Alıntı Metin:
Kitabın
Adı:
KÜÇÜK AĞA
Kitabın
Yazarı: TARIK BUĞRA
Yayın
Evi:
ATLAS YAYIN EVİ
BasımYılı: 1988
KİTABIN KONUSU
Birinci Dünya Savaşı
ile birlikte Osmanlı Devleti eski gücünü, heybetini kaybetmeye başlamış, isyanlar
ve işgallerle zayıf duruma düşmüştür. Kitapta , bir Anadolu kasabası olan
Akşehir'den yola çıkılarak , kurtuluş mücadelesinin bir bölümü anlatılmaktadır.
Olaylar Akşehir’in bir kasabasında başla ve gelişir.
KİTABIN ÖZETİ
Mondros
Mütarekesi ile Birinci Dünya Savaşı biter. Türk milletinin eli kolu bağlanır.
Devletin merkezi İstanbul başta olmak üzere, Türk vatanı bölge bölge yabancı
devlet askerleri tarafından işgal edilir. Ülkeyi yöneten insanlar, bir çıkış
çaresi bulamaz. Millet tedirgin, karamsar ve ümitsizdir. Birinci Dünya Savaşında çeşitli cephelerde savaşmış gaziler, birer birer ana evine dönerler.
1919
yılının Akşehir’i Anadolu’dan bir kesittir. Anadolu'nun diğer köy ve
kasabalarında olduğu gibi Akşehir’de de bir beklenti vardır. Her ev , cepheden
dönecek evladını, kocasını, babasını, kardeşini, yeğenini, nişanlısını bekler.

Görev Metni: Küçük Ağa kitabını tanıtan metnin "Olaylar Akşehir’in bir" sözlerinden başlayıp "ana evine dönerler." sözleri de dahil olmak üzere bölümünü hiç değiştirmeden yeniden yazın. Listenin bu işte hiçbir rolü yoktur.

Malzeme:
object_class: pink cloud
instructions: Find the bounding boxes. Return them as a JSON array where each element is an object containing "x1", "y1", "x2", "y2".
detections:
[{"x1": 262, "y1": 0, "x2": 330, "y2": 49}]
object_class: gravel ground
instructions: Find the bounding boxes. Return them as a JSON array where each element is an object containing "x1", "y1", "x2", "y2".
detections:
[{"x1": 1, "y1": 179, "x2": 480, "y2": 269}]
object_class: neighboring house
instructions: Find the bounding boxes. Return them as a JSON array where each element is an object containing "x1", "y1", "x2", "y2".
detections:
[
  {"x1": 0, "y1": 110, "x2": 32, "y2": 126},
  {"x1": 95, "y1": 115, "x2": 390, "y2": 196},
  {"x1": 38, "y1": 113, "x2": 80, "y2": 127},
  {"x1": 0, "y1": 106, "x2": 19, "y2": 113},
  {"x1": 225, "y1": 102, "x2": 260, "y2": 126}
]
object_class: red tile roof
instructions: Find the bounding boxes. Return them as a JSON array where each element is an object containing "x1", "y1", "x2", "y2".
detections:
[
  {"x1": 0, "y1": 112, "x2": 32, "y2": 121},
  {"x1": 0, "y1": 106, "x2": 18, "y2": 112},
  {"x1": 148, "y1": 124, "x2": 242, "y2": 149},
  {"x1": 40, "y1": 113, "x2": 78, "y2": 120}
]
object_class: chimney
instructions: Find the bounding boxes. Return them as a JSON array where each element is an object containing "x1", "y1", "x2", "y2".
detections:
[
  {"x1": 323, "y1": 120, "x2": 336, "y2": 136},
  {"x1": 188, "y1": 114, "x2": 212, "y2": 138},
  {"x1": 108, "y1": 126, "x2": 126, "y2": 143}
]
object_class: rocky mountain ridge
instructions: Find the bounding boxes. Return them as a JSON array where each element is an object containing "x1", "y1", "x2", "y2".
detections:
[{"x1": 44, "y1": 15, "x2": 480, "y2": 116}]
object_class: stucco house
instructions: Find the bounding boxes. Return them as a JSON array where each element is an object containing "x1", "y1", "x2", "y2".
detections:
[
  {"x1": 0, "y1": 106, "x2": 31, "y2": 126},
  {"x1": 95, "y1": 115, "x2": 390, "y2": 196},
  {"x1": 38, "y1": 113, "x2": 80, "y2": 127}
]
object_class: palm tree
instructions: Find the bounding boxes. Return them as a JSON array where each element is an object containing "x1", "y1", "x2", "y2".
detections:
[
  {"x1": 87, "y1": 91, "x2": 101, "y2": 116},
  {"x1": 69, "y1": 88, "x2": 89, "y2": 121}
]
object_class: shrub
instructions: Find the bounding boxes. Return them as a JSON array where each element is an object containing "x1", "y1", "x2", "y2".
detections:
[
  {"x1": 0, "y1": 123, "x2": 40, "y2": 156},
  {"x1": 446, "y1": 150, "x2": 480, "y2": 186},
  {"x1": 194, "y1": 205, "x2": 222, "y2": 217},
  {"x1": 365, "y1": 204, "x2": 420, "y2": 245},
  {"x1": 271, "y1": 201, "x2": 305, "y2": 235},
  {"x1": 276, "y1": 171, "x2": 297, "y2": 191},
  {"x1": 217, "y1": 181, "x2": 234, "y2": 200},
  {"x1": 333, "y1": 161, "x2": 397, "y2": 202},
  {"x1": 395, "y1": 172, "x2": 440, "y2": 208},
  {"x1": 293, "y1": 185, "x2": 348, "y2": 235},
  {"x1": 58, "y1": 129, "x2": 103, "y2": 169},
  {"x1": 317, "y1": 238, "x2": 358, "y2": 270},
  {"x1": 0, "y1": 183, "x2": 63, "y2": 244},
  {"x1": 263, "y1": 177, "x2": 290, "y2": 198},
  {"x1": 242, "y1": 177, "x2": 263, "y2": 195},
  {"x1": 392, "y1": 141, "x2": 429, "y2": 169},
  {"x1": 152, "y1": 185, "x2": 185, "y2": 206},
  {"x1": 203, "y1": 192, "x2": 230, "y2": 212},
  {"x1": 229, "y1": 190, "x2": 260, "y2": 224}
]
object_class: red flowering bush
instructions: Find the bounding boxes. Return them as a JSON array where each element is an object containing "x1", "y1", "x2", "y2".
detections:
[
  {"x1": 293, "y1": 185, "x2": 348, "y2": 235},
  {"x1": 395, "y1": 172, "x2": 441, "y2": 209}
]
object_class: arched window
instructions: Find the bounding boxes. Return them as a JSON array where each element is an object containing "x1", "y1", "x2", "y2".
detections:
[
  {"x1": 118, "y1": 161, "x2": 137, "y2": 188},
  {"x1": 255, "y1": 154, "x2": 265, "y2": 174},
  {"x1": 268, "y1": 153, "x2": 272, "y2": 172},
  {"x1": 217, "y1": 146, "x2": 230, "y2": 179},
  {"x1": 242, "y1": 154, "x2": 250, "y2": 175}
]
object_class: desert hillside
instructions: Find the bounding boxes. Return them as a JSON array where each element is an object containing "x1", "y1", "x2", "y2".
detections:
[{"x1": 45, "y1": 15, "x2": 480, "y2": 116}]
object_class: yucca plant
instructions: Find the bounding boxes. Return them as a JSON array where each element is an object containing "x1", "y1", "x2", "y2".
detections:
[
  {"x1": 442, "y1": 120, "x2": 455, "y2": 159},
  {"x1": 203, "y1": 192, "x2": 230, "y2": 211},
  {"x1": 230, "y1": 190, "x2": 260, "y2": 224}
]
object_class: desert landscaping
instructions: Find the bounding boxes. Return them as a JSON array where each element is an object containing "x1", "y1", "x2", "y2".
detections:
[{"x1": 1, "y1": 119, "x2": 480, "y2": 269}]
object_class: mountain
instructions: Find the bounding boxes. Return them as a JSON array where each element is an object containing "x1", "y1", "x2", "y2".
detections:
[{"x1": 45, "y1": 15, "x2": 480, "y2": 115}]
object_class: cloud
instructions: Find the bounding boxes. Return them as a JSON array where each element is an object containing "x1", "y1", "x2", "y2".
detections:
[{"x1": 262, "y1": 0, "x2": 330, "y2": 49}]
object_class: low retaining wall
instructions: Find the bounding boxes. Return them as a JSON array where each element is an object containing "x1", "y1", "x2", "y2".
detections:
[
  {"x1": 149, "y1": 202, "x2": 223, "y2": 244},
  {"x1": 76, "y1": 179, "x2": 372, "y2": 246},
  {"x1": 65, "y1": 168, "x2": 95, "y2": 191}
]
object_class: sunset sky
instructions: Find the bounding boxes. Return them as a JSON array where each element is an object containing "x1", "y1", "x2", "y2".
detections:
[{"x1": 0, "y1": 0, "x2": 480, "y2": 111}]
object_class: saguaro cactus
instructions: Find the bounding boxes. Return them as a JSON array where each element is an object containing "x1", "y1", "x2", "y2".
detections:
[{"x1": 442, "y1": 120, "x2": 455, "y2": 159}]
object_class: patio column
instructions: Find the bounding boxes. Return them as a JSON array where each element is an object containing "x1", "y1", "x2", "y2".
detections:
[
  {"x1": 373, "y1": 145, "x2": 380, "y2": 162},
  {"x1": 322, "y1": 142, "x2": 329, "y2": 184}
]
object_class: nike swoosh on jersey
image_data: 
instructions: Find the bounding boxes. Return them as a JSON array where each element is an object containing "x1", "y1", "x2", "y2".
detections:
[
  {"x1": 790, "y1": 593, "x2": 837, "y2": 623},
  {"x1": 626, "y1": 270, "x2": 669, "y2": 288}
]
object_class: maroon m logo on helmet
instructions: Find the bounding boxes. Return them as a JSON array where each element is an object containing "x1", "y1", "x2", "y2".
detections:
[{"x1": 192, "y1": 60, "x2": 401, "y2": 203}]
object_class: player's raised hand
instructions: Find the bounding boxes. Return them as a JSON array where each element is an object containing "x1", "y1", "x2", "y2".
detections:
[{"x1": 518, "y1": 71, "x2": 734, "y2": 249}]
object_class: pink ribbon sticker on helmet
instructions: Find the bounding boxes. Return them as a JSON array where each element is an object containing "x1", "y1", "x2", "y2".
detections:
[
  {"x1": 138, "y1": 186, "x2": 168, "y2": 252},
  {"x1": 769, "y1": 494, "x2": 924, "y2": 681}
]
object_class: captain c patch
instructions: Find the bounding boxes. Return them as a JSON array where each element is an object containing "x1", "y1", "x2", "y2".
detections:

Yazılı Çözüm:
Olaylar Akşehir’in bir kasabasında başla ve gelişir.
KİTABIN ÖZETİ
Mondros
Mütarekesi ile Birinci Dünya Savaşı biter. Türk milletinin eli kolu bağlanır.
Devletin merkezi İstanbul başta olmak üzere, Türk vatanı bölge bölge yabancı
devlet askerleri tarafından işgal edilir. Ülkeyi yöneten insanlar, bir çıkış
çaresi bulamaz. Millet tedirgin, karamsar ve ümitsizdir. Birinci Dünya Savaşında çeşitli cephelerde savaşmış gaziler, birer birer ana evine dönerler.